* **Source extract**
* * * * * * *
Investing in Aging Infrastructure

Investing isn’t just in dollars and cents, but in time, energy, and talent
By Mike Drai

According to Cohen and Steers, infrastructure services (global energy, utilities, transportation and communications sectors) represents a $40 trillion global market opportunity by 2030. U.S. water infrastructure represents a $195 billion market opportunity by 2040, according to a report by the American Society of Civil Engineers. However, the need to maintain infrastructures is imperative to our quality of life.

Due to the very public instances of infrastructure failures, including the San Bruno pipeline disaster and the Flint Water Crisis, Americans are more aware of the need for safe utilities. Unfortunately, municipal governments are strapped, making it harder to replace infrastructure until there’s a disaster or crisis that demands attention. Coupled with the need for skilled labor, this is a market where project costs can climb exorbitantly, and carry drastic repurcussions if taxpayers aren’t satisfied.

Investing in aging infrastructure will remain a priority for years to come due to the following:
Lack of Capital: With billions, if not trillions, in repairs it will likely take years for municipalities to earmark the dollars it takes to manage these updates. Many cities will need to raise taxes and utility costs (which are highly regulated and take years to increase the rates of) and ensure access to the right manpower to complete these projects.

Regulation: America’s regulatory policies are being rolled out very slowly, dragging out the repair process. For example, of the 42 requirements Congress mandated for pipeline safety in 2011, only 26 have been completed by the Pipeline and Hazardous Materials Safety, a division of the Department of Transportation.

Public Safety and Health: With this problem coming to a head, dozens of public safety agencies are weighing in on the issue, bringing the need for investment in this space to public attention. According to a recent survey by the Centers for Disease Control and Prevention, many of the outbreaks of disease related to drinking water were linked to aging and crumbling water systems (431 cases of illness, 102 hospitalizations and 14 deaths).

Areas of Investment
Gas Infrastructure: The need for maintenance, repair and placement for distribution gas infrastructure is alarming, with 92,993 miles of pipeline infrastructure considered high risk, according to the Department of Transportation. The last time this market saw substantial investment was World War II. In 2015, the Obama Administration submitted to Congress a recommendation on projects that would take substantial investment including: A $2.5 billion Energy Department initiative to improve natural-gas distribution; at least $ 1.5 billion to improve and extend the life of the crucial Strategic Petroleum Reserve.

Water Infrastructure: Water infrastructure, including sewers and water mains, are also in need of repairs and industry groups are coming down hard on this. In 2013, The American Society of Civil Engineers gave the United States a “D” grade for the state of its aging wastewater infrastructure.

In addition, the EPA says to maintain water infrastructure at an acceptable level, more than $384 billion will need to be spent by 2031. Capital investment needs for the nation’s wastewater and storm water systems are estimated to total $298 billion over the next 20 years, according to the American Society of Civil Engineers. The society also notes that pipes represent the largest capital need, comprising three quarters of total needs –fixing and expanding the pipes will address sanitary sewer overflows, combined sewer overflows, and other pipe-related issues.

Roads and Bridges: America’s network of 60,000 bridges and roads is vast and far reaching. With thousands of bridges built during a time with millions of less cars on the road, this infrastructure is in need of maintenance and repair. According to the American Road and Transportation Builders Association (2016) every state has some degree of bad bridges that need to be repaired. With thousands of cars on bridges every day, shutting down a bridge for an extended period of time isn’t a viable solution. The Federal Highway Administration (2016) estimates it would cost $20.5 billion annually for the next 16 years to properly update existing bridges.

A Critical Need: The substantial upgrades required in the aforementioned areas and deterioration of our aging infrastructure in the U.S. will likely require millions of dollars of investment for years to come. And the investment isn’t just in dollars and cents, but in time, energy and talent. It’s critical that governmental agencies begin to form action plans and strategies to complete these projects with both the assistance of local municipalities and private companies who can act as government contractors and invest in improving the quality of life for Americans.
* * * * * * *
* **Entries provided**
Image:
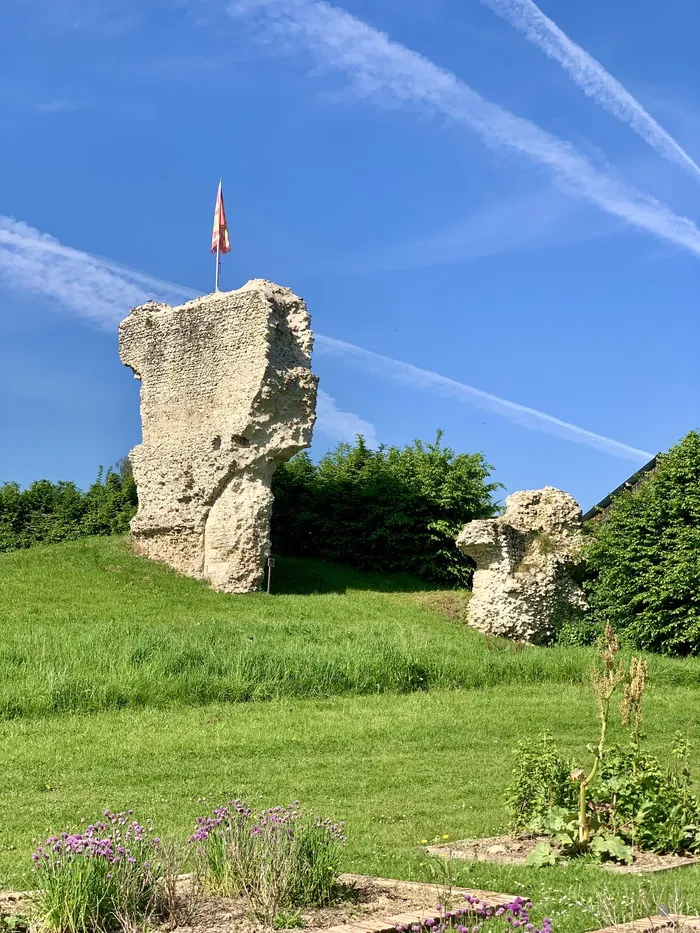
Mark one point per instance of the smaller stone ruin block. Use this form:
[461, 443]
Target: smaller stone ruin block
[524, 586]
[227, 394]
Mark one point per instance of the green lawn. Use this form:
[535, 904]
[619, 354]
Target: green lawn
[396, 768]
[88, 626]
[359, 722]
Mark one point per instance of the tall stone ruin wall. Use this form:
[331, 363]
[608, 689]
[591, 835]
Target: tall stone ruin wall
[227, 394]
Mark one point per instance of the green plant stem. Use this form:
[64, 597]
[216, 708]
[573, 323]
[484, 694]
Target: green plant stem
[583, 821]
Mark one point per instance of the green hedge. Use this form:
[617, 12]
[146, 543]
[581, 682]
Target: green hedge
[391, 509]
[49, 512]
[644, 557]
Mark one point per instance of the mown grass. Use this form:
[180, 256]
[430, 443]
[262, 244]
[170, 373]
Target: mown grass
[87, 626]
[398, 769]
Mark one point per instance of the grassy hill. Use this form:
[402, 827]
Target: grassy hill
[121, 686]
[87, 626]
* * * * * * *
* **Apply what you read**
- a) List the reasons the article on aging infrastructure gives for why investing in aging infrastructure will remain a priority for years to come.
- b) According to the article on aging infrastructure, how many miles of pipeline infrastructure does the Department of Transportation consider high risk?
- c) Reproduce the stretch of the article on aging infrastructure from "Regulation: America’s regulatory" through "of the Department of Transportation.".

* **Solutions per task**
- a)
Lack of Capital
Regulation
Public Safety and Health

- b) 92,993 miles.

- c)
Regulation: America’s regulatory policies are being rolled out very slowly, dragging out the repair process. For example, of the 42 requirements Congress mandated for pipeline safety in 2011, only 26 have been completed by the Pipeline and Hazardous Materials Safety, a division of the Department of Transportation.